**Aim 1:** Render the part of the listing that opens with the line containing "find the street" and closes with the line containing "858,67 -> 871,118" as a numbered list, both of those lines included and blank lines omitted.

**Selected extract:**
◆ ◆ ◆

The seventh duke of Bourbon was Charles II., Cardinal de Bourbon, noticed below; the eighth was Pierre II., Sire de Beaujeu, noticed under that title.—J. S., G.

BOURBON, Alexandre de, natural son of Jean I., duke of Bourbon, at first distinguished as a brave officer under Charles VII., then as a brigand, and afterwards as one of the leaders of the Praguerie. He was taken at Bar-sur-Aube in 1440, sown in a sack, on which were inscribed the words—"laissez passer le justice du roi," and thrown into the river.—J. S., G.

BOURBON, Antoine de, king of Navarre. See Antoine.

BOURBON, Charles, cardinal de, second son of Charles I, fifth duke of Bourbon, was created archbishop of Lyons in 1446, and raised to the purple in 1477. He was one of the chiefs of the Ligue du Bien Public, but latterly figured at the court of Louis XI., who frequently employed him both in war and diplomacy. When the cunning Louis invited Edward III. to Paris to see the dames of the French court, he recommended to the English monarch the Cardinal de Bourbon as an amiable and not too austere confessor. On the death of his father, the title, but not the estates of the family, came into his hands, the latter being claimed by his elder brother, the Sire de Beaujeu, son-in-law to the king.—J. S., G.

BOURBON, Charles, cardinal de, of the Vendôme branch of the family, brother of Antoine de Bourbon, king of Navarre, born in 1520. His revenues from the church were enormous—he was archbishop, bishop, and abbot of ten rich houses. Under Charles IX. and Henry III. he was chief of the privy council. His interests, however, were with the party of the League, and he became their chief, afterwards their king. In order to forestall his nephew, the king of Navarre, afterwards Henry IV., he had himself crowned under the title of Charles X. His principal supporters were the duke and cardinal of Guise, whose mother he had married. After the assassination of these two princes he was taken prisoner, and shut up in the castle of Fontenay-le-Comte. From that place, two months before his death, 1590, he wrote to his nephew, Henry IV. recognizing him as his sovereign.—J. S., G.

BOURBON, Charles, cardinal de, grandnephew of the preceding, and the fourth son of Louis I., prince of Condé, born in 1560, inherited from his granduncle the archbishopric of Rouen, and several abbeys. He renewed the pretensions of his branch of the family to the throne of France, and was not cured of the folly, bequeathed to him by his granduncle, without causing considerable trouble to Henry IV. He died in 1594.

◆ ◆ ◆

**Stored data:**
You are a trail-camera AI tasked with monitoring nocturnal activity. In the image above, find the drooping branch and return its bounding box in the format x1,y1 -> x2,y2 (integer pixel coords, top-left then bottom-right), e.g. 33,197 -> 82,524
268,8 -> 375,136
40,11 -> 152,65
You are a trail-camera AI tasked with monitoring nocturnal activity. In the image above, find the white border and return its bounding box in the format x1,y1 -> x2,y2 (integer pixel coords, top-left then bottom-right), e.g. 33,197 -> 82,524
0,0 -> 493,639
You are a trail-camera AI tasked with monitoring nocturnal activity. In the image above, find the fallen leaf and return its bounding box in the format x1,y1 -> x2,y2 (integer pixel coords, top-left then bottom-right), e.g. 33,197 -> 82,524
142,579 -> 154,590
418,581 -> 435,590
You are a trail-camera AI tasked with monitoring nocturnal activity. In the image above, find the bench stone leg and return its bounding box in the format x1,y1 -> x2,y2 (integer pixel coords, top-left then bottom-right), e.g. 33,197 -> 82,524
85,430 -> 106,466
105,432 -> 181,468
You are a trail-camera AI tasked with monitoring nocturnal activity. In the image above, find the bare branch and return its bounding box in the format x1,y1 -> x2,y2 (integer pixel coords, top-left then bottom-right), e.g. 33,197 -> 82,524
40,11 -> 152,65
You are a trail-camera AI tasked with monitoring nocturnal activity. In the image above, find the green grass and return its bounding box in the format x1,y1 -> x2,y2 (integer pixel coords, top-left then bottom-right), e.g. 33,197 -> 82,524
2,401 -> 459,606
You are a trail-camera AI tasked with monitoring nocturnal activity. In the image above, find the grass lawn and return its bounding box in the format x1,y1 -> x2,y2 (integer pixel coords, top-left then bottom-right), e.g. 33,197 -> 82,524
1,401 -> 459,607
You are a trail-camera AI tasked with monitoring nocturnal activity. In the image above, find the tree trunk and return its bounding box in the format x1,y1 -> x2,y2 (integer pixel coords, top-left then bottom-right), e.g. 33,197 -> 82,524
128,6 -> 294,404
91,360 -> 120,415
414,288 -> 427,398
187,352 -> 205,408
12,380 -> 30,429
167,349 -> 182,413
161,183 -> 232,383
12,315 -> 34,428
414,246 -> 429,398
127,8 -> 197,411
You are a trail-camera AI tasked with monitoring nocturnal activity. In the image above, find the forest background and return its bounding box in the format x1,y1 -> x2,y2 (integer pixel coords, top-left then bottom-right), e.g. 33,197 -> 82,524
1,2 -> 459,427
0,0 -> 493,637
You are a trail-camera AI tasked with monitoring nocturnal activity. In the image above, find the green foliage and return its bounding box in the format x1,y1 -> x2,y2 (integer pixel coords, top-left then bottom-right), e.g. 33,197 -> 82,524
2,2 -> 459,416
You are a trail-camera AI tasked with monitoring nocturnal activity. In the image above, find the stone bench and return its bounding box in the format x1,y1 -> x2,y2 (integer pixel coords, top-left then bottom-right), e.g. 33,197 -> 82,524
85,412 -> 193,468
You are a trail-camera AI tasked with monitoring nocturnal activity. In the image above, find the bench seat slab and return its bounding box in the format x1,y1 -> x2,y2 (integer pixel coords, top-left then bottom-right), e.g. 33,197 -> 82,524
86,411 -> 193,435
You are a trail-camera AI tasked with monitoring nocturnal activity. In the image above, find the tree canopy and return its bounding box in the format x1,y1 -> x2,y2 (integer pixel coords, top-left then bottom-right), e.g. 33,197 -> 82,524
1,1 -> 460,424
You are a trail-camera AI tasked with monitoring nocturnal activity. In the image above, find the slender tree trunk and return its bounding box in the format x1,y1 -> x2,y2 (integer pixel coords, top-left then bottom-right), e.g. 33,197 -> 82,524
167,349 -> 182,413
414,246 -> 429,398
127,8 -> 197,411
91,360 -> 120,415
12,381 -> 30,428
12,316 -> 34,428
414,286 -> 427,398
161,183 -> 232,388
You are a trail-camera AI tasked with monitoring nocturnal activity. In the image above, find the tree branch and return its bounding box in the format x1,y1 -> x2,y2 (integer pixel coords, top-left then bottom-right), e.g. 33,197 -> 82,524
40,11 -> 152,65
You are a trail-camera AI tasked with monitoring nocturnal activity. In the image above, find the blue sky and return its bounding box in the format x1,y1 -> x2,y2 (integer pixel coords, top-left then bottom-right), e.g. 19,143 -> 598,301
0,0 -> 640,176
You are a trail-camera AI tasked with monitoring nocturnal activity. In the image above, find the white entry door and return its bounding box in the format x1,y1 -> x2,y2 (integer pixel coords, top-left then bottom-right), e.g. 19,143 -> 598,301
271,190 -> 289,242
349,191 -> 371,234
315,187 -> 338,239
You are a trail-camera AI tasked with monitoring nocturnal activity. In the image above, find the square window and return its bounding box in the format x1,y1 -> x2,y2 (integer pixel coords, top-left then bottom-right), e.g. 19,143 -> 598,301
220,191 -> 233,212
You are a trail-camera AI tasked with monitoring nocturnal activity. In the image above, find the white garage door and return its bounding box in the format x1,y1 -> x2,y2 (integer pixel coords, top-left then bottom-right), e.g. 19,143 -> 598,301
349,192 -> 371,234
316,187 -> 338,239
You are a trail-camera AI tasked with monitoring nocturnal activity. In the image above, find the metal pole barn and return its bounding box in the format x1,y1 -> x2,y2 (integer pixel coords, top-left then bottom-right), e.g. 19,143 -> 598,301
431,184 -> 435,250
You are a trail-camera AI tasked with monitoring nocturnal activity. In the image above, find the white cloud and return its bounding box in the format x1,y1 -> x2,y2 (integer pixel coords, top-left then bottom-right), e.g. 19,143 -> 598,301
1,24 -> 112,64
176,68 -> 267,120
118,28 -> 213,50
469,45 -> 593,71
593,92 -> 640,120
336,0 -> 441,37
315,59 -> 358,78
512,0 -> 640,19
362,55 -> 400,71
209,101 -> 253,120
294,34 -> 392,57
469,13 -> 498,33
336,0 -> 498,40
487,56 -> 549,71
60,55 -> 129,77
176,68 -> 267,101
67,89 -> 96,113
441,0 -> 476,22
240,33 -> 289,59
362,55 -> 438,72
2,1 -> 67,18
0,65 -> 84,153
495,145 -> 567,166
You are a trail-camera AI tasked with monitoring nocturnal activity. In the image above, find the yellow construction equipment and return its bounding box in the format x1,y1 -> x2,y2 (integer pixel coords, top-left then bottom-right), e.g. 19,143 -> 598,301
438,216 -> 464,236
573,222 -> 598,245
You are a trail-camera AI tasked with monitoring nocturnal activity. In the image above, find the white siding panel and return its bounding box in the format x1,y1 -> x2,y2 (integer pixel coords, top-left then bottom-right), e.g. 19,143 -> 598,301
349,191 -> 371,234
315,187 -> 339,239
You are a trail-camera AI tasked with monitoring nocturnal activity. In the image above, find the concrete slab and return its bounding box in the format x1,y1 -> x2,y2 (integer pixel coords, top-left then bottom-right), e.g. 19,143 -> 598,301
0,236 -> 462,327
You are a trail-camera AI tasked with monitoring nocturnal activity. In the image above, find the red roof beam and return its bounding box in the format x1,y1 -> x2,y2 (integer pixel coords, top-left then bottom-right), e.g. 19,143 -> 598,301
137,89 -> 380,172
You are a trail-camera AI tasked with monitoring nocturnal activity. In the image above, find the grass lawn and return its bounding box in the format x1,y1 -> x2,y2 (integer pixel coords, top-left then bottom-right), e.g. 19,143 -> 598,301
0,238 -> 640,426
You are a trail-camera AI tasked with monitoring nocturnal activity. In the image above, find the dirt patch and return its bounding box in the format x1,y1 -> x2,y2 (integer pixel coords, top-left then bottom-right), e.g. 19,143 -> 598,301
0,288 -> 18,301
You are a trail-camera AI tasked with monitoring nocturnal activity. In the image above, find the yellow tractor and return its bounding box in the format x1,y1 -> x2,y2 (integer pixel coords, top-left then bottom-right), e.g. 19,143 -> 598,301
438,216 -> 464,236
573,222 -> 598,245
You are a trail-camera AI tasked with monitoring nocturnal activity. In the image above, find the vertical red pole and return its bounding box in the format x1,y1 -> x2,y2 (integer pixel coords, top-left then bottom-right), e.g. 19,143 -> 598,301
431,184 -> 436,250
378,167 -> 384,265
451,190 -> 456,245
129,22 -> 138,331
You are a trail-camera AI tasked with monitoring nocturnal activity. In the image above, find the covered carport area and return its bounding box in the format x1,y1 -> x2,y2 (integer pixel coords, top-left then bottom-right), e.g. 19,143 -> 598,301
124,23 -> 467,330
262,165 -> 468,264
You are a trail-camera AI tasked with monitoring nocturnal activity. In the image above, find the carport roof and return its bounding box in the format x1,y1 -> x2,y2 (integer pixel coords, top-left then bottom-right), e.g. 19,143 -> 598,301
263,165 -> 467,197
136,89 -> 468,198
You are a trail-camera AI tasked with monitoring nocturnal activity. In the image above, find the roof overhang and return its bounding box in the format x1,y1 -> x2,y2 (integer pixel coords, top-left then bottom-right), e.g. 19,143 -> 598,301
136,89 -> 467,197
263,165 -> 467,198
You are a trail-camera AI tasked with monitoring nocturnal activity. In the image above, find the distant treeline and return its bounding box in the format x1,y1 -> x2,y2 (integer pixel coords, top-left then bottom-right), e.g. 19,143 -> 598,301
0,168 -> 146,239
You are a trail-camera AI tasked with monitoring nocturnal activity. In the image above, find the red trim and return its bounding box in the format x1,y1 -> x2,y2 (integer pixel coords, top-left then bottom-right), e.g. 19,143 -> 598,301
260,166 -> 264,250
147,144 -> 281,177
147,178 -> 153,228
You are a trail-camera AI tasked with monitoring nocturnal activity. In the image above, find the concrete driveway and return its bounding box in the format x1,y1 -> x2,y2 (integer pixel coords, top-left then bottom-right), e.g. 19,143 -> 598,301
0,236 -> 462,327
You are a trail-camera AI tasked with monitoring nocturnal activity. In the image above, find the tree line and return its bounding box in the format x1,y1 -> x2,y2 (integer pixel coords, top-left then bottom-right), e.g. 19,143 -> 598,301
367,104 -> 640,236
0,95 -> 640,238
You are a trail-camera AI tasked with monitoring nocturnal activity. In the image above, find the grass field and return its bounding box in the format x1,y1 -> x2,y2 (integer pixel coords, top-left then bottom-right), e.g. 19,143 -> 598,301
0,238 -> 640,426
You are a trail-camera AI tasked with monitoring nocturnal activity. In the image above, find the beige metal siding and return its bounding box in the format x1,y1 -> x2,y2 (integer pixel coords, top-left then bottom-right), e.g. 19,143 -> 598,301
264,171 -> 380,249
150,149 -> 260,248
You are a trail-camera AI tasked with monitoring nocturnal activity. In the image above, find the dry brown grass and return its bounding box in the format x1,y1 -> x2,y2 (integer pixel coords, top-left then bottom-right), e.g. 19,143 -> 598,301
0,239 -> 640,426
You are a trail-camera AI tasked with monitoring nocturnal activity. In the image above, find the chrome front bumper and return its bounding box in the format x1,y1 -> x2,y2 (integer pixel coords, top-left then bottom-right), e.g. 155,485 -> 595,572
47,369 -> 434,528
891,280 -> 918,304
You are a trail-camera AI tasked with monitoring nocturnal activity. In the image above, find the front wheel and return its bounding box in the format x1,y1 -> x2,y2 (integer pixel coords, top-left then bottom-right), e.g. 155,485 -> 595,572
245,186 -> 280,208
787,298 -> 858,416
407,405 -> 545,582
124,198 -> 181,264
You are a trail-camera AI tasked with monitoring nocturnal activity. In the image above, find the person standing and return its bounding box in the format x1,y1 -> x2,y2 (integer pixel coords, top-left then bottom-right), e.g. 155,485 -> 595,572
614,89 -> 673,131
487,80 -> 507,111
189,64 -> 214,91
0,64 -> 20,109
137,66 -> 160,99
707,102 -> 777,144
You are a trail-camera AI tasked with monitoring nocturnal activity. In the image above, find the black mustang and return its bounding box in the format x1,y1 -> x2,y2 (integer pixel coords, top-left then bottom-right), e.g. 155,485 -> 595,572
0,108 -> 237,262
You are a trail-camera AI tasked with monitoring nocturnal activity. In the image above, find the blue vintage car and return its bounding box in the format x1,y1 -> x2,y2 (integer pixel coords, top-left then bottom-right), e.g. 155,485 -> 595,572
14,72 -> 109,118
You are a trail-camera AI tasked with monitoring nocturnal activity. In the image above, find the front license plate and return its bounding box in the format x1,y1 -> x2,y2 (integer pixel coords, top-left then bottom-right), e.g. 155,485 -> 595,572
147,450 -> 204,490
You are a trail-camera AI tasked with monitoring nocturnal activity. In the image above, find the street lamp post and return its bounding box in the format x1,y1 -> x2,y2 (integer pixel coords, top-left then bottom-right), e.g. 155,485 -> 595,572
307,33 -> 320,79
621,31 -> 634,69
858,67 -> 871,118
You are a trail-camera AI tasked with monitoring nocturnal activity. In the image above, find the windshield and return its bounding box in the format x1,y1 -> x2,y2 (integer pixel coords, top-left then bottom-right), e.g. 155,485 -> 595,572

◆ ◆ ◆

**Aim 2:**
Using the Bourbon entries above, answer the following:
(a) Where and in what year was Alexandre de Bourbon taken?
(b) Of which see was Charles, second son of Charles I, created archbishop in 1446?
(c) Under what title did the cardinal of the Vendôme branch have himself crowned?

**Worked solution 1:**
1. You are a trail-camera AI tasked with monitoring nocturnal activity. In the image above, find the street lamp post and return its bounding box in the format x1,y1 -> x2,y2 (integer pixel coords, top-left then bottom-right), e.g. 155,485 -> 595,572
2. 307,33 -> 320,79
3. 621,31 -> 634,69
4. 858,67 -> 871,118

**Worked solution 2:**
(a) At Bar-sur-Aube, in 1440.
(b) Lyons.
(c) Charles X.